_Exercise_:
In the listing below, locate every line that contains the string "beam" and copy each of those lines in full. Case counts.

_Information shown_:
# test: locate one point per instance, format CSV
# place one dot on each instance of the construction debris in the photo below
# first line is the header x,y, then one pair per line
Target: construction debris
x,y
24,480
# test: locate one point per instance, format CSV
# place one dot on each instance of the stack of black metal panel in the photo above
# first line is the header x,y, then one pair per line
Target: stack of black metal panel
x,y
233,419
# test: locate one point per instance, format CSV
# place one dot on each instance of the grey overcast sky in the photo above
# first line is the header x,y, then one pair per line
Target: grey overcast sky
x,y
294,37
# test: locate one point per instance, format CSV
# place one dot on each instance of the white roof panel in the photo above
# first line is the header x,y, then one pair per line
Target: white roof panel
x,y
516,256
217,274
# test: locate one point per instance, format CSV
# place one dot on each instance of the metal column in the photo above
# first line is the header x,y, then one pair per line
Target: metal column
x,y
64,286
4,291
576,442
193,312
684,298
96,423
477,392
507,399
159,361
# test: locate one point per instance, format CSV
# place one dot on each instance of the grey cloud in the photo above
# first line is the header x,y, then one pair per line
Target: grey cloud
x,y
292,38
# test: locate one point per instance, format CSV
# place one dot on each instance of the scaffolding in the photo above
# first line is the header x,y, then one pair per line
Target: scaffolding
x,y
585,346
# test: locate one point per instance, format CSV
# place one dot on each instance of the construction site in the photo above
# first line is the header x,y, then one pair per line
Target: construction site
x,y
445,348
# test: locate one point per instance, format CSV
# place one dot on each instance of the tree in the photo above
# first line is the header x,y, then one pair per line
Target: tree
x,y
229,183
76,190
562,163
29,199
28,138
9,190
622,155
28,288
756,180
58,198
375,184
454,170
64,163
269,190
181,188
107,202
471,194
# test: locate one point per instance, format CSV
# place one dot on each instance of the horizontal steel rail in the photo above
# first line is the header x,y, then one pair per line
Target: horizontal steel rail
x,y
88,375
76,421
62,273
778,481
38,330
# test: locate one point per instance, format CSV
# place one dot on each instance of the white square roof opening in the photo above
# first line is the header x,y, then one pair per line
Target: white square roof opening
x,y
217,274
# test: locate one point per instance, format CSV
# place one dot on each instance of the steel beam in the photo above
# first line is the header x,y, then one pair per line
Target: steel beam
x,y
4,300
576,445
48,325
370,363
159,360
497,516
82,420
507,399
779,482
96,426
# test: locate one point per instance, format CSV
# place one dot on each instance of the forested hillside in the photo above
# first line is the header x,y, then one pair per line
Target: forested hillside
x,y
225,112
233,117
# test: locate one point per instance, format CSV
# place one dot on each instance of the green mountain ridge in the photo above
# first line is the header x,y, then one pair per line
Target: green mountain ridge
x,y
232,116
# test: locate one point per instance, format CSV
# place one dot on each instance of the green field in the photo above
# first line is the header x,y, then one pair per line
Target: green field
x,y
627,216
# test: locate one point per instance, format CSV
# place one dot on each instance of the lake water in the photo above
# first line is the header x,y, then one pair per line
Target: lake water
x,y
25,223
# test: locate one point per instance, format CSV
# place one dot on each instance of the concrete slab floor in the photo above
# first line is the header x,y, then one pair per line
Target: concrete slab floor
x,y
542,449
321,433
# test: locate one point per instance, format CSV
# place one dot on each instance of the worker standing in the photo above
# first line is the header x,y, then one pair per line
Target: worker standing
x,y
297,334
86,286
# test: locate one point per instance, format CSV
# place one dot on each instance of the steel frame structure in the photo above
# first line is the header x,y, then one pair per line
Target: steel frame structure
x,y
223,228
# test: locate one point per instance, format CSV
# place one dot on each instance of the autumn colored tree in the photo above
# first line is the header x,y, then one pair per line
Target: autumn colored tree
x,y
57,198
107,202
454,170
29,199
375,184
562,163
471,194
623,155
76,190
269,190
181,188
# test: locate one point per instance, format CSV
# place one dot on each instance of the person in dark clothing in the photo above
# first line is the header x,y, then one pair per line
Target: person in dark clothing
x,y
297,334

_Answer in full_:
# place one dot on each instance of the steel beam in the photo above
Target: steel beam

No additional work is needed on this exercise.